*** Data to process ***
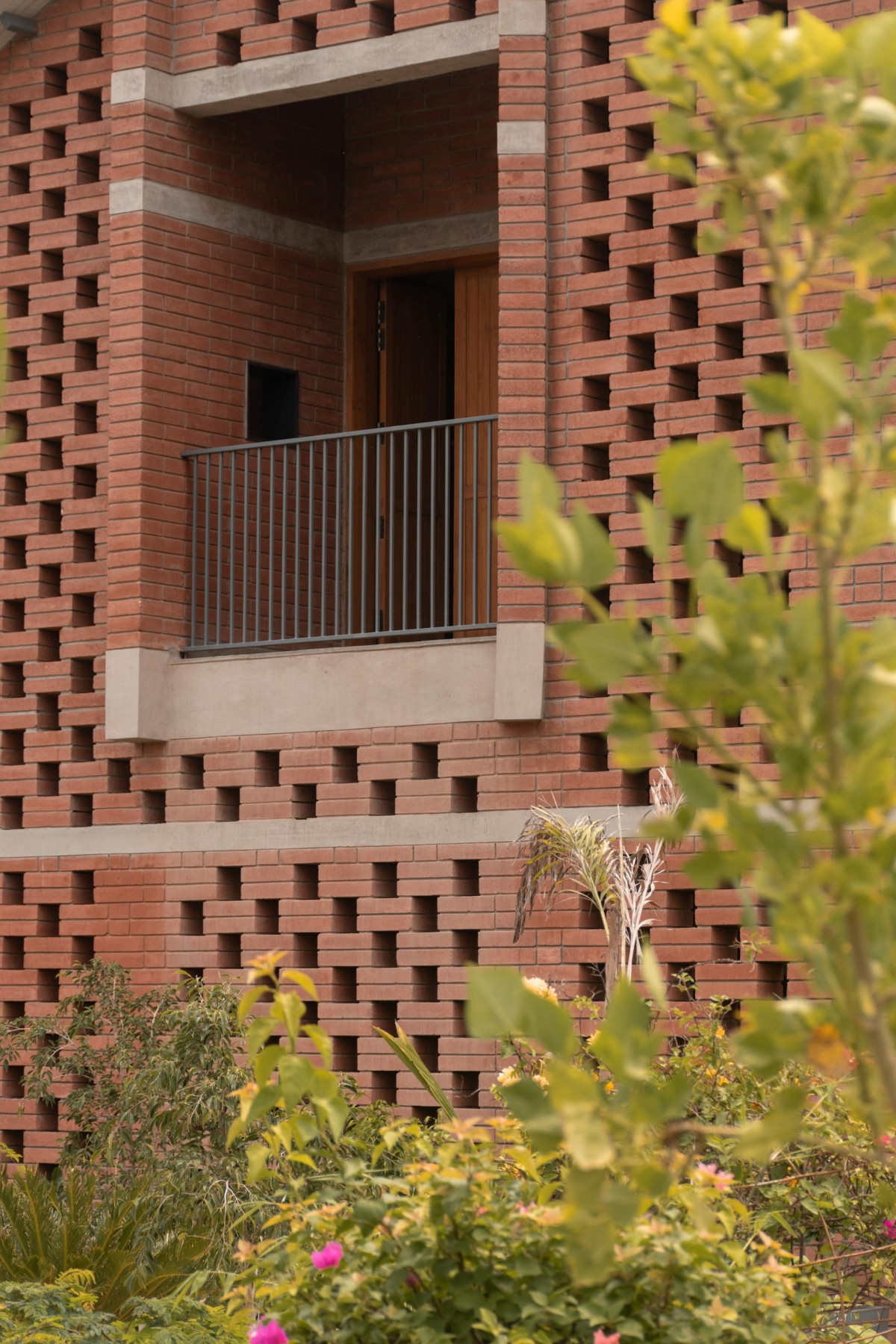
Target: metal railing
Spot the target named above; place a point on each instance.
(340, 538)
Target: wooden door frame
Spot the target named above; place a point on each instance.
(361, 284)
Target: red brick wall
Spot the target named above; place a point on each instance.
(225, 33)
(613, 339)
(422, 149)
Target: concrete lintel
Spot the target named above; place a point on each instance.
(523, 137)
(415, 54)
(193, 208)
(422, 235)
(143, 84)
(136, 691)
(442, 828)
(519, 671)
(523, 18)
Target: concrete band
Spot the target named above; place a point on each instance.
(361, 245)
(193, 208)
(153, 695)
(523, 19)
(441, 828)
(415, 54)
(523, 137)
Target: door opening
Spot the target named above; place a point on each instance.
(423, 370)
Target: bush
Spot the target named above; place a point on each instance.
(470, 1245)
(66, 1313)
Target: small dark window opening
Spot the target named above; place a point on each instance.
(272, 403)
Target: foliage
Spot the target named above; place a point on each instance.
(467, 1241)
(402, 1046)
(620, 882)
(146, 1081)
(67, 1312)
(790, 134)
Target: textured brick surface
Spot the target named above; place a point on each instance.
(615, 336)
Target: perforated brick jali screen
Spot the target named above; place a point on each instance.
(128, 340)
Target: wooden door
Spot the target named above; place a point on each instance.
(414, 343)
(476, 393)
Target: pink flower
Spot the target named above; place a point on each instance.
(267, 1332)
(326, 1258)
(709, 1175)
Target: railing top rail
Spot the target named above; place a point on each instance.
(341, 435)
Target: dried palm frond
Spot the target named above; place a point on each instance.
(576, 855)
(558, 853)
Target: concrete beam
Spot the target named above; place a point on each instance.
(415, 54)
(519, 671)
(523, 137)
(523, 18)
(361, 245)
(159, 697)
(193, 208)
(422, 235)
(441, 828)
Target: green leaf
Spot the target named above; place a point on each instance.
(296, 1078)
(702, 482)
(859, 334)
(750, 530)
(602, 653)
(778, 1128)
(494, 1001)
(247, 1001)
(403, 1048)
(550, 1024)
(257, 1157)
(588, 1140)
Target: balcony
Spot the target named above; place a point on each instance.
(344, 539)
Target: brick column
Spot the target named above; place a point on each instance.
(523, 270)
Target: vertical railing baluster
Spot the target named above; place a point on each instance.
(282, 544)
(299, 541)
(246, 490)
(272, 529)
(405, 526)
(258, 546)
(349, 576)
(207, 524)
(378, 537)
(474, 495)
(461, 529)
(220, 526)
(364, 598)
(390, 534)
(326, 448)
(337, 546)
(193, 564)
(449, 526)
(418, 620)
(435, 529)
(231, 549)
(311, 537)
(489, 544)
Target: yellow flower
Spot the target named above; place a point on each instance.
(541, 987)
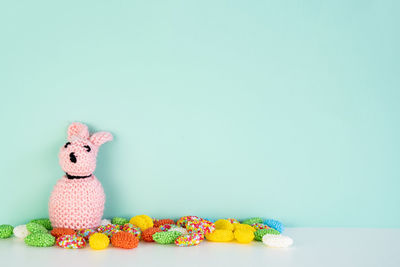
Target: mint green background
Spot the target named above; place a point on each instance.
(283, 109)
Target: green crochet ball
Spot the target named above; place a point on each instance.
(36, 228)
(166, 237)
(252, 220)
(119, 221)
(262, 232)
(43, 222)
(6, 230)
(40, 240)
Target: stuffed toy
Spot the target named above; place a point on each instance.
(77, 200)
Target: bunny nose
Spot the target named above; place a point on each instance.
(72, 157)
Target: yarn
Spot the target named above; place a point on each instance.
(147, 235)
(57, 232)
(244, 236)
(71, 241)
(45, 222)
(130, 228)
(142, 221)
(258, 235)
(124, 240)
(224, 224)
(189, 240)
(168, 237)
(277, 241)
(119, 221)
(6, 230)
(98, 241)
(21, 231)
(158, 223)
(35, 228)
(220, 235)
(252, 220)
(277, 225)
(78, 202)
(40, 240)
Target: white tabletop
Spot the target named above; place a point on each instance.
(312, 247)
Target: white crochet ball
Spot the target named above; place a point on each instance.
(105, 222)
(277, 241)
(20, 231)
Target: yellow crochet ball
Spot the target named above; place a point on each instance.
(220, 235)
(224, 224)
(142, 221)
(240, 226)
(244, 236)
(98, 241)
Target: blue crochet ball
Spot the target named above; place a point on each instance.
(277, 225)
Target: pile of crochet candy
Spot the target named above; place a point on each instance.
(123, 233)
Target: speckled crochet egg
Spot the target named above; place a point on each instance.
(130, 228)
(40, 240)
(6, 230)
(189, 240)
(99, 241)
(71, 241)
(166, 237)
(21, 231)
(277, 241)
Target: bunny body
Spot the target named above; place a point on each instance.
(78, 199)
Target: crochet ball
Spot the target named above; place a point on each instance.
(21, 231)
(98, 241)
(258, 235)
(252, 220)
(220, 235)
(166, 237)
(142, 221)
(40, 240)
(277, 225)
(244, 236)
(124, 240)
(36, 228)
(130, 228)
(277, 241)
(240, 226)
(158, 223)
(71, 241)
(85, 233)
(6, 230)
(119, 221)
(57, 232)
(224, 224)
(43, 222)
(147, 235)
(190, 240)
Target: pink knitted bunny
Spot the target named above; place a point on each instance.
(77, 200)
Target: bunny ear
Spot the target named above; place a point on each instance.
(78, 129)
(100, 138)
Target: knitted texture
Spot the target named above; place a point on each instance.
(57, 232)
(124, 240)
(77, 200)
(147, 235)
(6, 230)
(40, 240)
(43, 222)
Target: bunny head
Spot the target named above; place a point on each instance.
(78, 156)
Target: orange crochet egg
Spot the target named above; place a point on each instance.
(147, 235)
(57, 232)
(158, 223)
(124, 240)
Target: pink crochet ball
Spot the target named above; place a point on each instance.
(77, 200)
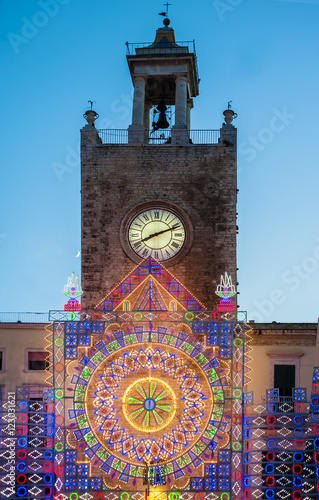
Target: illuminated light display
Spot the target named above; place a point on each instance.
(138, 388)
(280, 446)
(135, 393)
(149, 404)
(72, 290)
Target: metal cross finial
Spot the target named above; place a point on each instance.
(167, 5)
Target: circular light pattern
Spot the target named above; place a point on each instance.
(149, 404)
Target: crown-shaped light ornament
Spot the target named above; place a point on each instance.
(72, 290)
(225, 290)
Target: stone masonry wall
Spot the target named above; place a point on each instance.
(201, 179)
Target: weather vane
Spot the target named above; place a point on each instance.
(165, 14)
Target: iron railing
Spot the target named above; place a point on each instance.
(23, 317)
(113, 136)
(120, 136)
(149, 48)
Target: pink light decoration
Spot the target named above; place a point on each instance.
(225, 290)
(72, 290)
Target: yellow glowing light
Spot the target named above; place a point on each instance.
(159, 400)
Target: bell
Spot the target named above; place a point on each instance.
(162, 121)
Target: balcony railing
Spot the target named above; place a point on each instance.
(187, 47)
(23, 317)
(120, 136)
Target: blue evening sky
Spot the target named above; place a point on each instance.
(261, 54)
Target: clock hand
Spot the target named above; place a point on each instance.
(160, 232)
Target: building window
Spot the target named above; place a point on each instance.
(285, 379)
(284, 371)
(1, 360)
(37, 360)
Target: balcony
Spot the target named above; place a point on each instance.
(120, 136)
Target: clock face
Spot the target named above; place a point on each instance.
(158, 233)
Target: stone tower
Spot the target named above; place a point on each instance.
(169, 193)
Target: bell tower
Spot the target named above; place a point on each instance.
(159, 189)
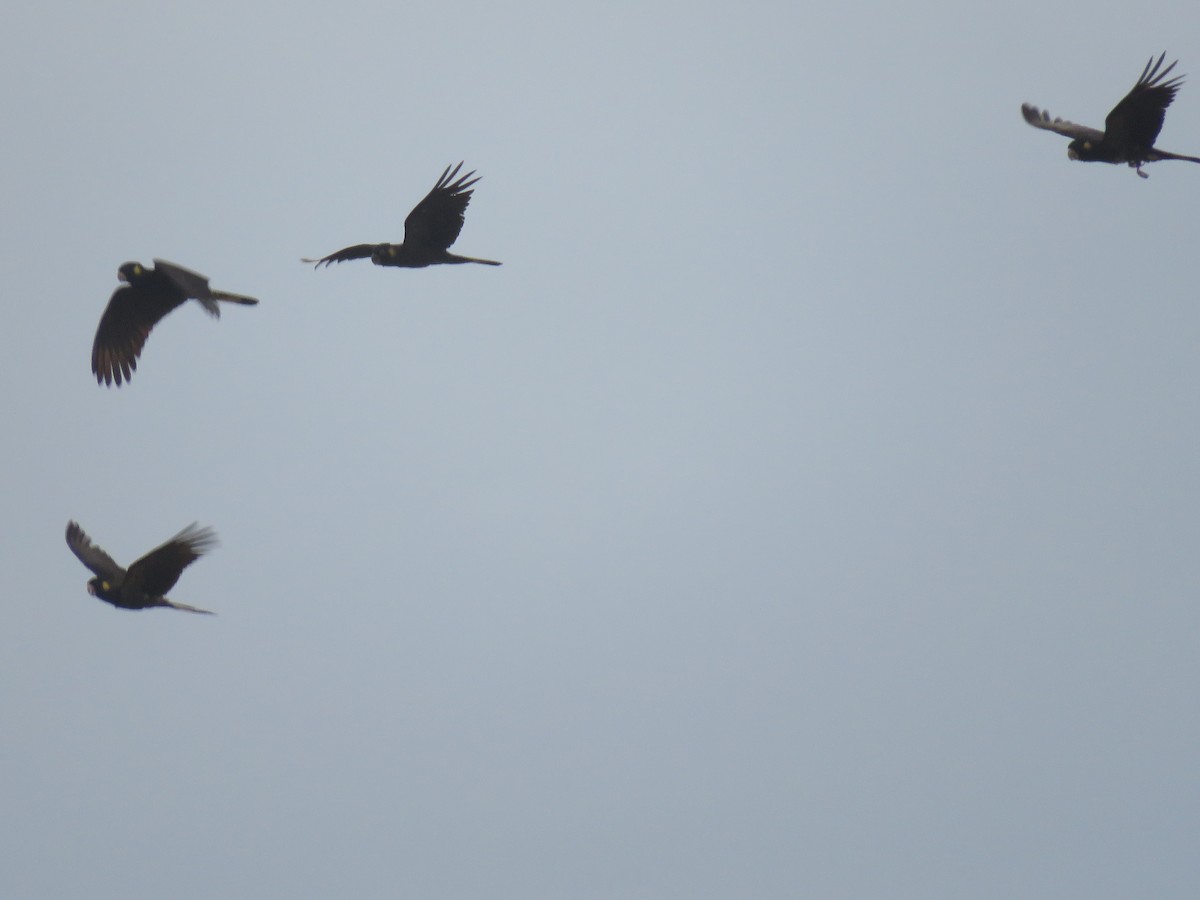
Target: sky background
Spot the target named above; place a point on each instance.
(805, 508)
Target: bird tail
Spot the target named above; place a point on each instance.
(234, 298)
(1165, 155)
(453, 258)
(185, 607)
(210, 301)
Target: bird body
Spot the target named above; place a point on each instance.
(430, 229)
(1131, 127)
(133, 310)
(145, 583)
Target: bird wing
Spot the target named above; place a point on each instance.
(1135, 121)
(436, 222)
(129, 318)
(359, 251)
(91, 556)
(1041, 119)
(157, 571)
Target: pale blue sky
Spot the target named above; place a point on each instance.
(805, 508)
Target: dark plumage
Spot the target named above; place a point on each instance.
(1129, 130)
(136, 309)
(430, 229)
(148, 580)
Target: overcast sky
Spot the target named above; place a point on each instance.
(805, 509)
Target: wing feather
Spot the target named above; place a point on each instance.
(157, 571)
(91, 556)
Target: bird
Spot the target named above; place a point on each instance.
(136, 309)
(144, 583)
(1129, 130)
(433, 225)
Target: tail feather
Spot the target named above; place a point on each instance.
(233, 298)
(185, 607)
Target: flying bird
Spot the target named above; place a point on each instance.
(137, 307)
(144, 583)
(433, 225)
(1129, 130)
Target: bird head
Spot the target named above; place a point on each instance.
(130, 273)
(1079, 149)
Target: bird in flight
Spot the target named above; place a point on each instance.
(1129, 130)
(144, 583)
(433, 225)
(136, 309)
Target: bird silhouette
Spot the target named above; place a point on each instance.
(433, 225)
(144, 583)
(137, 307)
(1129, 130)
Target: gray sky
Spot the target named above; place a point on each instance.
(807, 508)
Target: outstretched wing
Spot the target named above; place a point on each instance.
(359, 251)
(1135, 121)
(129, 318)
(436, 222)
(1041, 119)
(157, 571)
(91, 556)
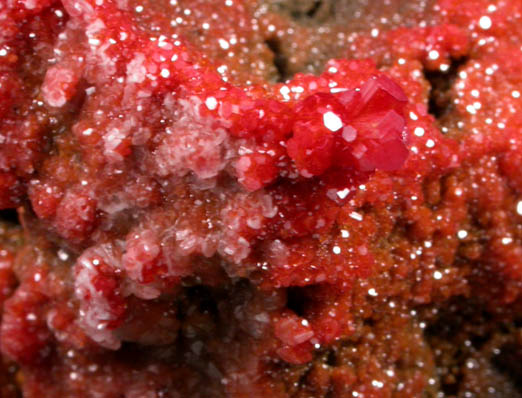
*** End of Data to process ***
§ **Your task**: Report every line of the data above that contains the string "white" by copying it in full.

§ **Reply to the exercise**:
Target: white tabletop
Target: white crochet ball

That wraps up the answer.